WHAT THIS TASK INVOLVES ▸ Rewrite the stretch from the line containing "Target: life raft canister" through the end of the entries as a JSON list of strings, one string per line and no blank lines. Leave the pictures out of the answer.

SOURCE RECORDS ▸
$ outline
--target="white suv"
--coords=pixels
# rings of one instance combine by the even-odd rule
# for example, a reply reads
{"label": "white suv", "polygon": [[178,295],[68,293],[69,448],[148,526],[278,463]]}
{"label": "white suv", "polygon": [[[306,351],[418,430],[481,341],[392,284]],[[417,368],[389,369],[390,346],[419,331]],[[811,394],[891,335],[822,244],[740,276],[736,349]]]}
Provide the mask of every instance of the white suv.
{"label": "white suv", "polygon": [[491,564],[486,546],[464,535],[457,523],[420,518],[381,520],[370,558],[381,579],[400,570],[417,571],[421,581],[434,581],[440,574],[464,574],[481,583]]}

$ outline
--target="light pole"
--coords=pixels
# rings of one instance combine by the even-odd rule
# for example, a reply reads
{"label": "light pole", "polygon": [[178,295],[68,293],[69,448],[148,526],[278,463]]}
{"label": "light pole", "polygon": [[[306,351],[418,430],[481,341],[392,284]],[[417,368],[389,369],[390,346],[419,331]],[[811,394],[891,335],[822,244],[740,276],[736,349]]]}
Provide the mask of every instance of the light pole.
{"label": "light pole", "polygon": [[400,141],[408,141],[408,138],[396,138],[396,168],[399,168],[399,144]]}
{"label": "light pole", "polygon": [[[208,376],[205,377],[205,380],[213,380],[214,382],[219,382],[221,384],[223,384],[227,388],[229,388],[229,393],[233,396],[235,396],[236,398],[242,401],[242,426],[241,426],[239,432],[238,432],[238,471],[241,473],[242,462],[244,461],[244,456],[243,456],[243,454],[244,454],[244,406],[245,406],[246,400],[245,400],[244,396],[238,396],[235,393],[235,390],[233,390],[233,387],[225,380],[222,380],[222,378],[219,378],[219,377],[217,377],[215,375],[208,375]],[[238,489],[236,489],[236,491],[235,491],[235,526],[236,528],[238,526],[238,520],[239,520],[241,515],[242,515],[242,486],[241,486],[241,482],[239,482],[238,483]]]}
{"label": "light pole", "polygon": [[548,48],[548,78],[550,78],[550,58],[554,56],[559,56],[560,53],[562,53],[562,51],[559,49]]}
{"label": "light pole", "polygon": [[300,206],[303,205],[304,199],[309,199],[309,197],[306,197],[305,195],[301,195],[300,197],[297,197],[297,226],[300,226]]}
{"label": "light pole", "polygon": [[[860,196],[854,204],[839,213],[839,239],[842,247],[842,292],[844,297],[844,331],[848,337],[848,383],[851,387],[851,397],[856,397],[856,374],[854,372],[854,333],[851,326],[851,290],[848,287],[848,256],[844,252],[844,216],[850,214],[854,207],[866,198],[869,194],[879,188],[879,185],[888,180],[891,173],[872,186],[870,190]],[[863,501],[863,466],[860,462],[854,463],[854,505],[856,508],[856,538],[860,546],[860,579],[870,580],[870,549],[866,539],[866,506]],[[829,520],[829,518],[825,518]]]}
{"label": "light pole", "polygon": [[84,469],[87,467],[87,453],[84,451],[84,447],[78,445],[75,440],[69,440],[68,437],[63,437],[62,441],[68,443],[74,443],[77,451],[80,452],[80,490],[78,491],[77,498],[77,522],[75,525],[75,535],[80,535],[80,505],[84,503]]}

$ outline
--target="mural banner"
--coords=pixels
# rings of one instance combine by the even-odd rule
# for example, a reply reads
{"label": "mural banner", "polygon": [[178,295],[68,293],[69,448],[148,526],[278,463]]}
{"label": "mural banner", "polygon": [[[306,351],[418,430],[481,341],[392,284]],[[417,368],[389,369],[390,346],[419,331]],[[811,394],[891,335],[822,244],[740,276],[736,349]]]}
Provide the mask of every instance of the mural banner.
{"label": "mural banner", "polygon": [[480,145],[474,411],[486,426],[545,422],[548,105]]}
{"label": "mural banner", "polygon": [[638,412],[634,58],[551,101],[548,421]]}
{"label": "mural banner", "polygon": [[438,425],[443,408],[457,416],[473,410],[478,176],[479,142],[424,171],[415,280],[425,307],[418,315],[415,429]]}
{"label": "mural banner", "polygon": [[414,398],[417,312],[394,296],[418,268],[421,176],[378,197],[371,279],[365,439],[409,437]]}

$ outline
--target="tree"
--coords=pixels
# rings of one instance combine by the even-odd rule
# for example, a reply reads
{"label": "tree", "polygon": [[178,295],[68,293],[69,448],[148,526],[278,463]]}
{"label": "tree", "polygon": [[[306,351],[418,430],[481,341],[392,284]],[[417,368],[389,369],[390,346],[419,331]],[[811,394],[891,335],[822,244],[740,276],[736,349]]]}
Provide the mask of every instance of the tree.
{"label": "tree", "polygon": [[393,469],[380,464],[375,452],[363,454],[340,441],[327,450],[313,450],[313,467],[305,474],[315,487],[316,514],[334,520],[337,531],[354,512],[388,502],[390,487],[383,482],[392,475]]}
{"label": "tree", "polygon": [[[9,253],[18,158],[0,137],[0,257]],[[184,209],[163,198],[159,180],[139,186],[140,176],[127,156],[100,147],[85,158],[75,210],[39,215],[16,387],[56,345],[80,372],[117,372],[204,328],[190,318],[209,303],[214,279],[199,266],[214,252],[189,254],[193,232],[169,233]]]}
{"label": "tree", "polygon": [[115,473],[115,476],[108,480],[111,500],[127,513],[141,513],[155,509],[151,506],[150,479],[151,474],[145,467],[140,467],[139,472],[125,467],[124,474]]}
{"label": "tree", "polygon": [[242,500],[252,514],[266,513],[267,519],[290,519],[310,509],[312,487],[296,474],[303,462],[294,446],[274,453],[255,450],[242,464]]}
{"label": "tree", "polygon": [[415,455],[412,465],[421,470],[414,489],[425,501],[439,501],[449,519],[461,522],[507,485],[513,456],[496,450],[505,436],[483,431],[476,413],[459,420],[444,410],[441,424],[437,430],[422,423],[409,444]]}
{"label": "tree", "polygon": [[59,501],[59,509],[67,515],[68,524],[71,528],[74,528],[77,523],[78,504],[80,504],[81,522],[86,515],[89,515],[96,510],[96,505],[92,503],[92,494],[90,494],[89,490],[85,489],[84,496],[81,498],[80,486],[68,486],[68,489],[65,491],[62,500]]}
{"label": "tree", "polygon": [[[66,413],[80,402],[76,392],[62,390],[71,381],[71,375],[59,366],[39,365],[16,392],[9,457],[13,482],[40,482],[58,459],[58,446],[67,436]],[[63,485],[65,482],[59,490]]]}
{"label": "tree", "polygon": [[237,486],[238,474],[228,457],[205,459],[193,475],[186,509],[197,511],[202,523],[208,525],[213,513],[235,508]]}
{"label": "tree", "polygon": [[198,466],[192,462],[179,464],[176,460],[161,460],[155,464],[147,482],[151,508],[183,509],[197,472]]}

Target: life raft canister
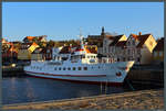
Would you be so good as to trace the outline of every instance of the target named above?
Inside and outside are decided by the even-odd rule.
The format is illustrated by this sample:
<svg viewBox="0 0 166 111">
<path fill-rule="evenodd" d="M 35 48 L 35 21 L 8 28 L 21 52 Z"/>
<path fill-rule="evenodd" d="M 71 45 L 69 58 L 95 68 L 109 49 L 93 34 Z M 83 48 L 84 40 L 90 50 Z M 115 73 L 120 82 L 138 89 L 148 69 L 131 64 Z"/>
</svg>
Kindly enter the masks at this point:
<svg viewBox="0 0 166 111">
<path fill-rule="evenodd" d="M 118 76 L 118 77 L 122 76 L 121 71 L 116 73 L 116 76 Z"/>
</svg>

SOLUTION TO THIS EXERCISE ▸
[
  "Target: life raft canister",
  "Would you be so good as to trace the outline of every instance of the target named above?",
  "Inside and outside are decided by the even-odd rule.",
  "The format is illustrated by this sample:",
  "<svg viewBox=\"0 0 166 111\">",
  "<path fill-rule=\"evenodd\" d=\"M 35 48 L 35 21 L 8 28 L 21 52 Z\"/>",
  "<path fill-rule=\"evenodd\" d=\"M 71 45 L 69 58 L 95 68 L 109 49 L 93 34 Z M 83 48 L 84 40 L 90 50 Z M 115 73 L 120 82 L 138 89 L 148 69 L 131 64 Z\"/>",
  "</svg>",
  "Kindly enter the masks at this point:",
  "<svg viewBox=\"0 0 166 111\">",
  "<path fill-rule=\"evenodd\" d=\"M 118 76 L 118 77 L 122 76 L 121 71 L 116 73 L 116 76 Z\"/>",
  "</svg>"
]